EXERCISE DESCRIPTION
One part of the entries below is wanted: the lines from the one containing "Target: blue cloud" through the one containing "(format x=386, y=197)". Write those out exactly and nothing else.

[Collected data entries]
************

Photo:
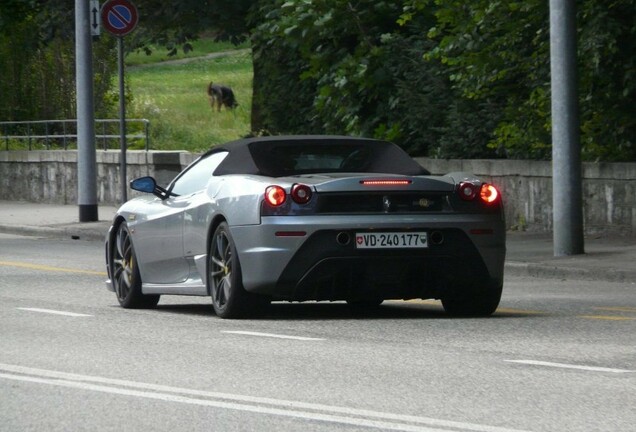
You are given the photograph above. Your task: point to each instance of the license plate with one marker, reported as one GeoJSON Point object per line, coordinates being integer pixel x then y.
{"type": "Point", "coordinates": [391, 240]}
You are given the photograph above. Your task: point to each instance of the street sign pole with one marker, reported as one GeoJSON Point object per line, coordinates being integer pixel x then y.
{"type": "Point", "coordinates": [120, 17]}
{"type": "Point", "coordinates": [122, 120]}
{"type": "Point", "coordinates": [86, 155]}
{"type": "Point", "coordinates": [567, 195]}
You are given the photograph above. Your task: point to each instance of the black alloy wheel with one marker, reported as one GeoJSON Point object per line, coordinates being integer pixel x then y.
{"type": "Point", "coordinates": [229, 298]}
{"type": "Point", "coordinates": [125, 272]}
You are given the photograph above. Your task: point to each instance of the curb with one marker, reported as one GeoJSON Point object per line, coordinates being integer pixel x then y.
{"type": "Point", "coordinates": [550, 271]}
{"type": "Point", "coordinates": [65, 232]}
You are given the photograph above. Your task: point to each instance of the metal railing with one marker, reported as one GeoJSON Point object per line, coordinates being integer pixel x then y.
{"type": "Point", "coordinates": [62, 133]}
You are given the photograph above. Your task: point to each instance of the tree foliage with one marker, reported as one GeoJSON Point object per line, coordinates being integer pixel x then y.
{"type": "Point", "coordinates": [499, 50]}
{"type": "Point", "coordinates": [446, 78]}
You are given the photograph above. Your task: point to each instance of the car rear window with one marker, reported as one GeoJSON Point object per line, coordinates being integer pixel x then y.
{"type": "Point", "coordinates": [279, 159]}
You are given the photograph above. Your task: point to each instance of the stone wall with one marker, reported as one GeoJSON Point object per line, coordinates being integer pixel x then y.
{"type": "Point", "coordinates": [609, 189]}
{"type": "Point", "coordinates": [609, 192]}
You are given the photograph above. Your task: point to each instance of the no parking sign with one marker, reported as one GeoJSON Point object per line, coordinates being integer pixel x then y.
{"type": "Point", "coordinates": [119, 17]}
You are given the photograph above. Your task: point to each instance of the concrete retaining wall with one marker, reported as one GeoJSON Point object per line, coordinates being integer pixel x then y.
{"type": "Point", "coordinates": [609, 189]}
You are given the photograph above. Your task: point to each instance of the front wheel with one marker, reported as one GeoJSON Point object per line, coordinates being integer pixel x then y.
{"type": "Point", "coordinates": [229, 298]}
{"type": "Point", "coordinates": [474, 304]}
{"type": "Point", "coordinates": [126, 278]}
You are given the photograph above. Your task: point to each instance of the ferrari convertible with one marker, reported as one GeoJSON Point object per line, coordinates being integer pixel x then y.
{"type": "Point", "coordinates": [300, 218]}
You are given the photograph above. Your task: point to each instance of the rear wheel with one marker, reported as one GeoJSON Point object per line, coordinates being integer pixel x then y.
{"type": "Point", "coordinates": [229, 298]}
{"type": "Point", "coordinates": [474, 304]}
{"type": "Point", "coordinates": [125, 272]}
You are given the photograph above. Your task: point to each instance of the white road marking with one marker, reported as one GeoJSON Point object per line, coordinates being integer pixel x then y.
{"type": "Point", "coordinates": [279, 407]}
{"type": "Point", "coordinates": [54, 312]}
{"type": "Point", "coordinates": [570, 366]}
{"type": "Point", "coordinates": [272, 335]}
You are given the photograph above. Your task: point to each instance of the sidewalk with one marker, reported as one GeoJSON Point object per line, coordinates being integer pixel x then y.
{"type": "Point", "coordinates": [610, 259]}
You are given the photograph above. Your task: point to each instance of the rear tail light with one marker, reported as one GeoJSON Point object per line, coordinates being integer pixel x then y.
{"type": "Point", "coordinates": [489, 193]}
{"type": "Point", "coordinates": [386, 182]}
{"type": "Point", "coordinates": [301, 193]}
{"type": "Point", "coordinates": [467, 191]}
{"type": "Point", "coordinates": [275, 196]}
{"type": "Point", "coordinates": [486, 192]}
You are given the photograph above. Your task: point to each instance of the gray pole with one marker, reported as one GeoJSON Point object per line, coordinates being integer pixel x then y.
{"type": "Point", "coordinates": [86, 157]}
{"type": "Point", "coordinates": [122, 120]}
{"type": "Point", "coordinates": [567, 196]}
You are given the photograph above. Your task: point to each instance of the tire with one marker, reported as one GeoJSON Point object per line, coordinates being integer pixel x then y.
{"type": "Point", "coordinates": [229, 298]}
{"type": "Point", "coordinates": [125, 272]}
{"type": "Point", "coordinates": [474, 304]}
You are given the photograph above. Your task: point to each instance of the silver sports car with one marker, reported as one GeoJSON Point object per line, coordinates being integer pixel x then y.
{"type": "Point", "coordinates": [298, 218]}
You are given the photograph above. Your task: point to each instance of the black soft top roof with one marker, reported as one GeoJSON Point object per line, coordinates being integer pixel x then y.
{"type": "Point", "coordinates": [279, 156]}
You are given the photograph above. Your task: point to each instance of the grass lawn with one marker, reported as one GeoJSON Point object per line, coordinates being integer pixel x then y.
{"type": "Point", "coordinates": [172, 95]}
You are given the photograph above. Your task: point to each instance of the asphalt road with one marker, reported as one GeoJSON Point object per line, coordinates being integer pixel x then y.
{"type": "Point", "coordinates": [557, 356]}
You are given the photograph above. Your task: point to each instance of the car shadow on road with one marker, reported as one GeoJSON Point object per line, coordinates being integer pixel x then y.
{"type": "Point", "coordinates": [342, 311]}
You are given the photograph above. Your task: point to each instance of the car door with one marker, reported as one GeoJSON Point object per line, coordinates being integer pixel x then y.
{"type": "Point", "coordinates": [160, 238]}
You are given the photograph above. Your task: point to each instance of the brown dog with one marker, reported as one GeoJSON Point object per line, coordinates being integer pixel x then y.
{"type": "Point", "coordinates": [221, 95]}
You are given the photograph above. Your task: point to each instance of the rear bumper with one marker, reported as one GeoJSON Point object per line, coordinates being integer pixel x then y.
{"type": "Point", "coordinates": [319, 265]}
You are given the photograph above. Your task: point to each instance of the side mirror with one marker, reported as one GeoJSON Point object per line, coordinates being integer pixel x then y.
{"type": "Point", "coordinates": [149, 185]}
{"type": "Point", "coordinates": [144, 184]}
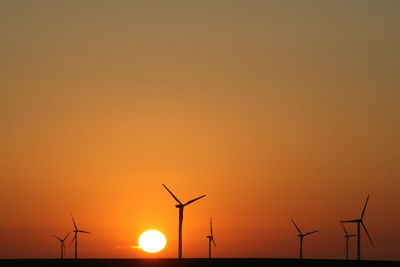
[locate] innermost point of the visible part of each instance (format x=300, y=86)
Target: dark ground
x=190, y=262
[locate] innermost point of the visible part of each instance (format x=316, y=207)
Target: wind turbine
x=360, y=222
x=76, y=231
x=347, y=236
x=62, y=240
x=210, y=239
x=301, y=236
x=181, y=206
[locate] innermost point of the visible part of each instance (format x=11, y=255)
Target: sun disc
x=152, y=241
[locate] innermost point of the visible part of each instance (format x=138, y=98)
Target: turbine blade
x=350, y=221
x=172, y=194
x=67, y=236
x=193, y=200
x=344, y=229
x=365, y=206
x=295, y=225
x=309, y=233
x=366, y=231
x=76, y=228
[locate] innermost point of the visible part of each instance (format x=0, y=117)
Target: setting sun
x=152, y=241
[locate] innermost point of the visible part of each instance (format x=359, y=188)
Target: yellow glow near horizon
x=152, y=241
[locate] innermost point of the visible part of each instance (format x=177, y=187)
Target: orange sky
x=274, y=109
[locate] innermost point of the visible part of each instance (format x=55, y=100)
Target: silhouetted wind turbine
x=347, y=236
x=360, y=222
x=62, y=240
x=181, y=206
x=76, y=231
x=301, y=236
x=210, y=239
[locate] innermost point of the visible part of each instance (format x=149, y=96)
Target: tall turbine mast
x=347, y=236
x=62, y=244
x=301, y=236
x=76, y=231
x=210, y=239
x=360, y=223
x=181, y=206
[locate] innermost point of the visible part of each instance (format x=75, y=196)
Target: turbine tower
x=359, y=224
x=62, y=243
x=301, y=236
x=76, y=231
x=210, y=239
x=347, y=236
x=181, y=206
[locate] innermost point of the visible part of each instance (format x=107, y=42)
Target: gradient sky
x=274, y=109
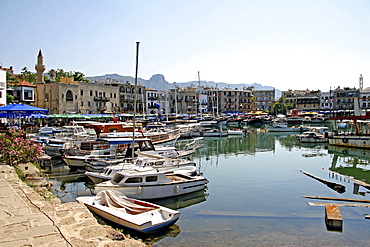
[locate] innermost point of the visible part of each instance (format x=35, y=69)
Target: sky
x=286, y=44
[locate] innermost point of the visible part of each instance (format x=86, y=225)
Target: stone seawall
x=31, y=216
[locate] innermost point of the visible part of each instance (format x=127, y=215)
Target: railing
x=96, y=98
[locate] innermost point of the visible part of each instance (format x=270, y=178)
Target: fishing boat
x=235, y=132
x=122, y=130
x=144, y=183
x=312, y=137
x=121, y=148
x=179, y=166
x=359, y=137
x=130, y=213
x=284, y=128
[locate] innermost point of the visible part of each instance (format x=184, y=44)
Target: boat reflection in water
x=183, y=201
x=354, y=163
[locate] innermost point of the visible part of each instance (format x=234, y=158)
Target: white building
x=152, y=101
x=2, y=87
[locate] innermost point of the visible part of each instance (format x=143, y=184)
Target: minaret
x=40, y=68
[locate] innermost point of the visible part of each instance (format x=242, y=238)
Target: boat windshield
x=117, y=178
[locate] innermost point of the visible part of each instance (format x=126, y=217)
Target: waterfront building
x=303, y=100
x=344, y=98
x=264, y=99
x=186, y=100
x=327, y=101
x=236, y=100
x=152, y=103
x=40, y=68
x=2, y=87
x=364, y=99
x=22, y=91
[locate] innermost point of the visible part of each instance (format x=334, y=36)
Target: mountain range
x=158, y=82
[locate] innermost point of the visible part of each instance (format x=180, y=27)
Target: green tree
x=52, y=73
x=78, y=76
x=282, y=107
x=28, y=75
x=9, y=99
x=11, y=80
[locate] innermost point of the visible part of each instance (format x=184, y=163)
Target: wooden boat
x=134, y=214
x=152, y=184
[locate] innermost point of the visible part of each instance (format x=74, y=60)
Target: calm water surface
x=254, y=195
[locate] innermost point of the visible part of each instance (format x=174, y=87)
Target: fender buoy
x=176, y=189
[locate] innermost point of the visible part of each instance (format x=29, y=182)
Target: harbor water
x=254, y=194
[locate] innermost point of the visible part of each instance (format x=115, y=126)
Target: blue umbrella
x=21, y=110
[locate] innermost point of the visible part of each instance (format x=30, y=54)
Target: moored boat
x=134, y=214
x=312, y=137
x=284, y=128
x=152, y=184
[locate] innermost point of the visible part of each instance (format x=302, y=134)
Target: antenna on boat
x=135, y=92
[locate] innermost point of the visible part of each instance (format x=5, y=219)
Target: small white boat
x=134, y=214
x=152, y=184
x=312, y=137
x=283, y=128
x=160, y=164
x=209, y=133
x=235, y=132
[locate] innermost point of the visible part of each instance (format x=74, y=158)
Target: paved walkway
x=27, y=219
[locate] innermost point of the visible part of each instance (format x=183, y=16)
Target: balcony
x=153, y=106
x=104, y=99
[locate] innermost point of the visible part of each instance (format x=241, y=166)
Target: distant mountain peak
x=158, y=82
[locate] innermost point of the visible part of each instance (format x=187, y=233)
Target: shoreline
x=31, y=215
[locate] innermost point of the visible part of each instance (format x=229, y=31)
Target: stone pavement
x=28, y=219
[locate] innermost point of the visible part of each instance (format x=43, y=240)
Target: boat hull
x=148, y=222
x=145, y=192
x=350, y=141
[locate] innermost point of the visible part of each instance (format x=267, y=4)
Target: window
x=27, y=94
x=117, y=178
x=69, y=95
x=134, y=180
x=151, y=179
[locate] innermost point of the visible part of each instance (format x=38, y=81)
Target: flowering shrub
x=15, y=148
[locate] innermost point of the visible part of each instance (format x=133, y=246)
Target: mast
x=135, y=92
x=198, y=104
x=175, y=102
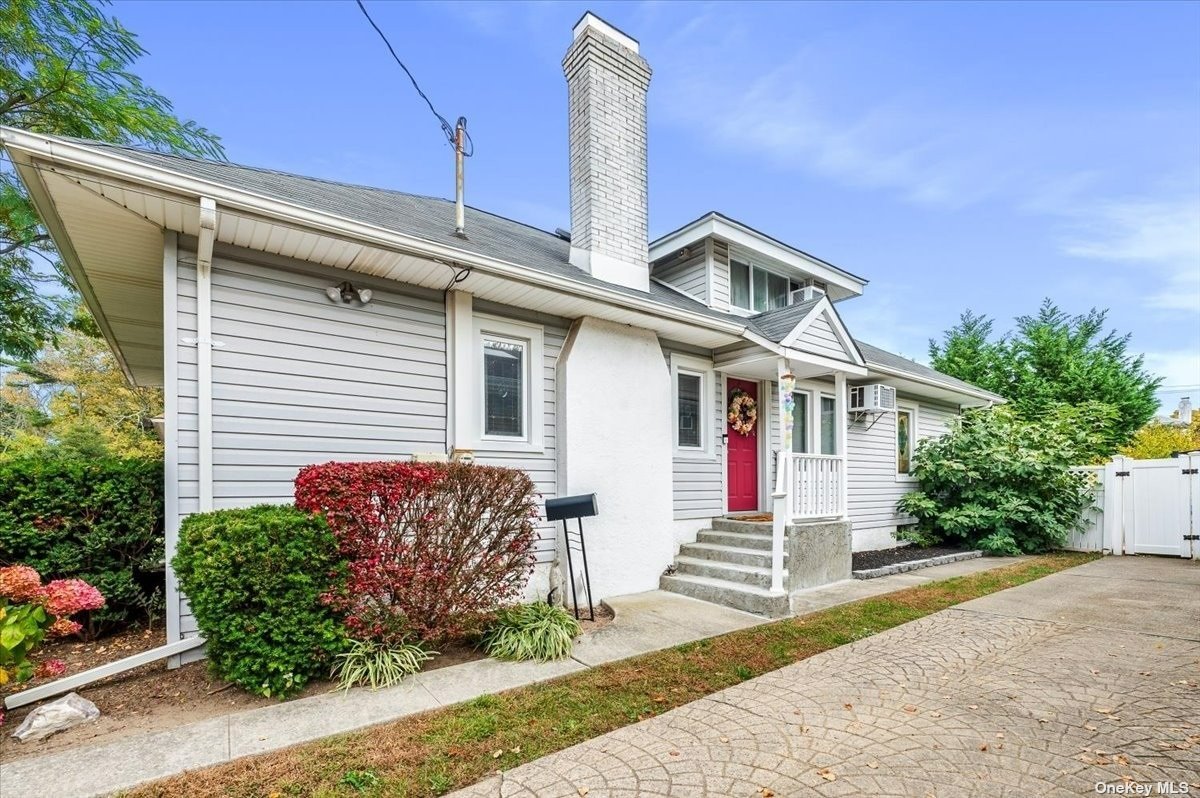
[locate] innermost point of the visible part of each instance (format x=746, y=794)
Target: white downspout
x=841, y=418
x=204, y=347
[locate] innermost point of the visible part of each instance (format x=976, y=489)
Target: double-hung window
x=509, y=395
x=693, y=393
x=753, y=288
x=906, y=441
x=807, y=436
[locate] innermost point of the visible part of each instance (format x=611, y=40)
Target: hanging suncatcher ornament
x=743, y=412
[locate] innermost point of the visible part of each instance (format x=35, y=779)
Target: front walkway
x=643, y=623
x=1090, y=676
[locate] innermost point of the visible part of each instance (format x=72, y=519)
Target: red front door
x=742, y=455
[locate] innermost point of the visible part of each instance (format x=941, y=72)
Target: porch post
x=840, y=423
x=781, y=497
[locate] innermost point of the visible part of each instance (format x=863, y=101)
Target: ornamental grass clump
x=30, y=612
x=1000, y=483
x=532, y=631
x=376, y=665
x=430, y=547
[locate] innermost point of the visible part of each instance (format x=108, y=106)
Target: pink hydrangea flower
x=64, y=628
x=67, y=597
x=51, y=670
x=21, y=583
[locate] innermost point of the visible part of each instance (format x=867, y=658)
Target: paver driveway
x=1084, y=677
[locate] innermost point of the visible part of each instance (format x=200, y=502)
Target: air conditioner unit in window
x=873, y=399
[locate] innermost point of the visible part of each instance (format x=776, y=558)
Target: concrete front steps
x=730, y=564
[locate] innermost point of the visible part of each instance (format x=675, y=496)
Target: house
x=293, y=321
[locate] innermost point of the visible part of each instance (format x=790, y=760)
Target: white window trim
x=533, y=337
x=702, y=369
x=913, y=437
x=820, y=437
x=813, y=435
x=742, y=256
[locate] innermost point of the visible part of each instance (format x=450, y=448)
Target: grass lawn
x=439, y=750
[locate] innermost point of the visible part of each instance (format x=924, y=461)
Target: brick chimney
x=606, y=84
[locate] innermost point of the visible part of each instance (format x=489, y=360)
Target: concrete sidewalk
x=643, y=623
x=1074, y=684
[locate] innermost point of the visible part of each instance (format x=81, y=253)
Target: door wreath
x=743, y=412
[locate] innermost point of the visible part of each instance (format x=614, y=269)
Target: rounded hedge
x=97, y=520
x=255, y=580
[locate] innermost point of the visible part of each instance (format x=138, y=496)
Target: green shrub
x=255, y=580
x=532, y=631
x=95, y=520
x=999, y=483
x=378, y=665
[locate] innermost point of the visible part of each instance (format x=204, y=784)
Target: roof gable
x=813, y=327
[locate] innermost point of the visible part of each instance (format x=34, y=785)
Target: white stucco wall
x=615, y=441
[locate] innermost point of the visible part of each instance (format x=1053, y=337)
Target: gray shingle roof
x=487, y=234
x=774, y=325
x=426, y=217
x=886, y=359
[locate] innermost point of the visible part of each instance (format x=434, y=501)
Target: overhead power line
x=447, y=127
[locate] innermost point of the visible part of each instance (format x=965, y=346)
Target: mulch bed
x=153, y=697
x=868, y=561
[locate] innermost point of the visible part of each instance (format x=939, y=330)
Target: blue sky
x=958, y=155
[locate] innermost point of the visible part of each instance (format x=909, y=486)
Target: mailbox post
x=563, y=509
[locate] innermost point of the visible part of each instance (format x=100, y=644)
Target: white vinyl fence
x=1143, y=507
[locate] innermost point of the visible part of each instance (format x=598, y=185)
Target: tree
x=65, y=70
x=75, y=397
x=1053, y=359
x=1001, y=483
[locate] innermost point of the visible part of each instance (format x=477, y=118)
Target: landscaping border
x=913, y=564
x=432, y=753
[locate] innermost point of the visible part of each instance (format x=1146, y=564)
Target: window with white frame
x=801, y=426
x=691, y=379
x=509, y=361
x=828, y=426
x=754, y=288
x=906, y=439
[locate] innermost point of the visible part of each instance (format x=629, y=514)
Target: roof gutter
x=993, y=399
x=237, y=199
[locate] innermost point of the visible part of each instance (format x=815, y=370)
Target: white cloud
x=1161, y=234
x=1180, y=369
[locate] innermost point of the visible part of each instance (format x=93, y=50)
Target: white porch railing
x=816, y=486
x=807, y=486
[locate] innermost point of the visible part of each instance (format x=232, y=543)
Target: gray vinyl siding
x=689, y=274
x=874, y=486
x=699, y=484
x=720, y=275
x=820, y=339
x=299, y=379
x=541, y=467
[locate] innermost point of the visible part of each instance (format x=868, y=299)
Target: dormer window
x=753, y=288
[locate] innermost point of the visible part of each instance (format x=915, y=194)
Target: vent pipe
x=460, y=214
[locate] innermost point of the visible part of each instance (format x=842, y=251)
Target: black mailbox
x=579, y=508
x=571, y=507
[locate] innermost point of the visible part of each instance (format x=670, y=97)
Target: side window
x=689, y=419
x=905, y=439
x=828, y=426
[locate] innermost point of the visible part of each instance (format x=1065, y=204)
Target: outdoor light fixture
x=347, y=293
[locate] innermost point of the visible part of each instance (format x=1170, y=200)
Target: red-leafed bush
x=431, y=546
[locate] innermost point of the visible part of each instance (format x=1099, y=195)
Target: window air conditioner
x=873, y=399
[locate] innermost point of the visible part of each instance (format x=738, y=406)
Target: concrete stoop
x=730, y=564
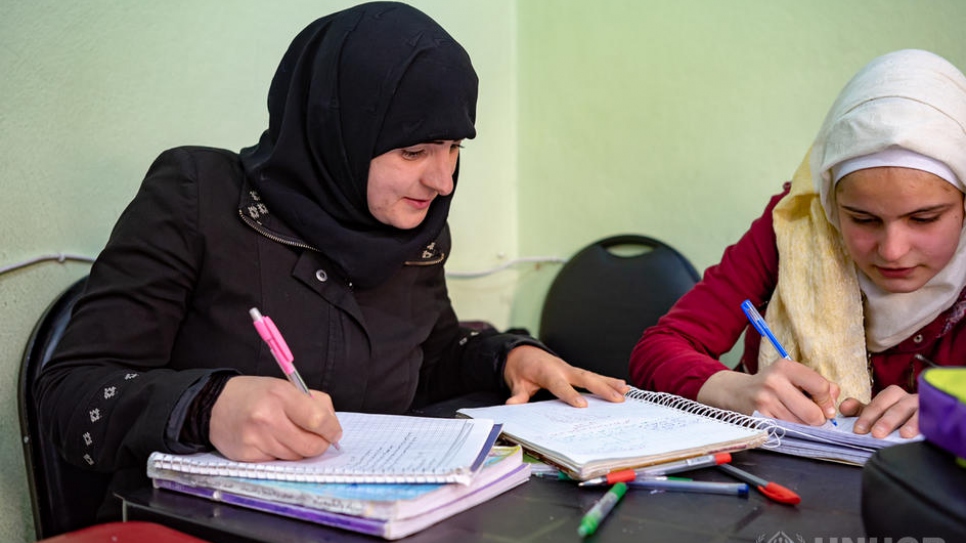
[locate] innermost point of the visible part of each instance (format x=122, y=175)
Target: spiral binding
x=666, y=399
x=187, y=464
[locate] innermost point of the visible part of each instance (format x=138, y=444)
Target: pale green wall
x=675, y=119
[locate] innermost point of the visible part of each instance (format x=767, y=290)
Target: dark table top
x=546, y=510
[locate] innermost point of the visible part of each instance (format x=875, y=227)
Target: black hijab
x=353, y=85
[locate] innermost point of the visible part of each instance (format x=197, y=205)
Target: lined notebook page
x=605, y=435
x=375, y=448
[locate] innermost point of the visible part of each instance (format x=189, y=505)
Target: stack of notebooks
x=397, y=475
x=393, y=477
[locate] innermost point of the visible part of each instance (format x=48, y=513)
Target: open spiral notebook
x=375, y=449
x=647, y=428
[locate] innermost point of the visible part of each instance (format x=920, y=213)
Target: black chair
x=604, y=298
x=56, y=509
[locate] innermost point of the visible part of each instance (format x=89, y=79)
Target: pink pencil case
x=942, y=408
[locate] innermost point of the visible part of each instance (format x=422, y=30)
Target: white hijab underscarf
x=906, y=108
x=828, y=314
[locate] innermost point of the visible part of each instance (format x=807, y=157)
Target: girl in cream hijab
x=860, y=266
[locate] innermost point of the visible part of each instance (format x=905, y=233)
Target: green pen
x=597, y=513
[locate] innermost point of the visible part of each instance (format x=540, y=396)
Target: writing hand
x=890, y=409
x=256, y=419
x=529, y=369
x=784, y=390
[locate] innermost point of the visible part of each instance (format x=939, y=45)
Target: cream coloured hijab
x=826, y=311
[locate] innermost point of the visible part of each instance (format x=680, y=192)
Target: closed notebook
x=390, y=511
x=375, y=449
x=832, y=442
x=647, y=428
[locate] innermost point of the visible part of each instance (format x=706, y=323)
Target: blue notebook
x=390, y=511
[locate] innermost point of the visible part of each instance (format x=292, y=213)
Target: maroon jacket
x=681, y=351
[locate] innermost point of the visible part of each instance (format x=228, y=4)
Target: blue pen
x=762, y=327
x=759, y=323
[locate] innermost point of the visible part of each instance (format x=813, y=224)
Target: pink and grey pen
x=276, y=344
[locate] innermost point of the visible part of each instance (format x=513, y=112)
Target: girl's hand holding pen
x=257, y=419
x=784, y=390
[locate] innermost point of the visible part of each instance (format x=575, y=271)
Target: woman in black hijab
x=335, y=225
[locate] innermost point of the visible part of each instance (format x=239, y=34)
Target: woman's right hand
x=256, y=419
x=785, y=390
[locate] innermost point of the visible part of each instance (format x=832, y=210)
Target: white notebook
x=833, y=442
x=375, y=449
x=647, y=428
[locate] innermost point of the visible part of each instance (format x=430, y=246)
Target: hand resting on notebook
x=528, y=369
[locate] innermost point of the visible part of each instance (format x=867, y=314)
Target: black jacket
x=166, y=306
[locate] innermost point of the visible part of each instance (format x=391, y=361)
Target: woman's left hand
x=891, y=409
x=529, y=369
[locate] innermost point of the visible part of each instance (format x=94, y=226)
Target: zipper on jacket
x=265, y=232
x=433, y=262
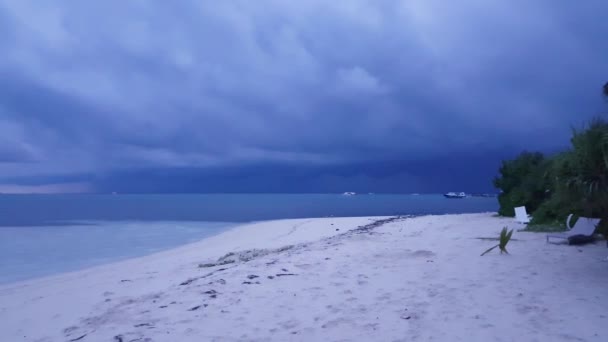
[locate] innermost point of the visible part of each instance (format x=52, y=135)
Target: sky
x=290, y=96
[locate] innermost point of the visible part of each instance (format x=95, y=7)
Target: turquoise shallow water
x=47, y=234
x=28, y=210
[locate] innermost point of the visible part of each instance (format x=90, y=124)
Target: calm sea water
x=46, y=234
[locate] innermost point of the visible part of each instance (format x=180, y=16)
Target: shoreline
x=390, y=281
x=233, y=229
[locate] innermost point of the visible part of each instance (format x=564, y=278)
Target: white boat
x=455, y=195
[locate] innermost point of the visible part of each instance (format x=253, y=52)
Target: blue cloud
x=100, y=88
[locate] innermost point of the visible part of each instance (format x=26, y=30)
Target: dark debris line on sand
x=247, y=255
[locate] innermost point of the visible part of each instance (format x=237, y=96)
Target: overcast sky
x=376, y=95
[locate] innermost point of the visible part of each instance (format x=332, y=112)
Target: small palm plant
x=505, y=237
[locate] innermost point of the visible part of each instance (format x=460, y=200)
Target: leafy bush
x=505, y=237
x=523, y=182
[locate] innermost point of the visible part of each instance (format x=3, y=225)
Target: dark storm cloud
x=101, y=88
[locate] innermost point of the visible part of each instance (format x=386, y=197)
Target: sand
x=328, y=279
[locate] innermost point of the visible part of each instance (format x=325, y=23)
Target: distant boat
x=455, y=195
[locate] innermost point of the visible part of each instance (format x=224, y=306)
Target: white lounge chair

************

TASK SOLUTION
Target: blue cloud
x=100, y=88
[locate] innermost point of the visible part of each instance (format x=26, y=30)
Target: dark debris line on sand
x=247, y=255
[locate] innermost point of the visible part of each instance (format x=237, y=96)
Target: overcast sky
x=376, y=95
[locate] innermost point of the visible part of each instance (format x=332, y=112)
Target: small palm plant
x=505, y=237
[locate] innermost point of the visible part of each instance (format x=460, y=200)
Target: leafy bush
x=505, y=237
x=523, y=182
[locate] innermost point of the visible part of each instance (format x=3, y=225)
Target: dark storm cloud
x=101, y=88
[locate] innermost point of the visible part of each instance (format x=386, y=197)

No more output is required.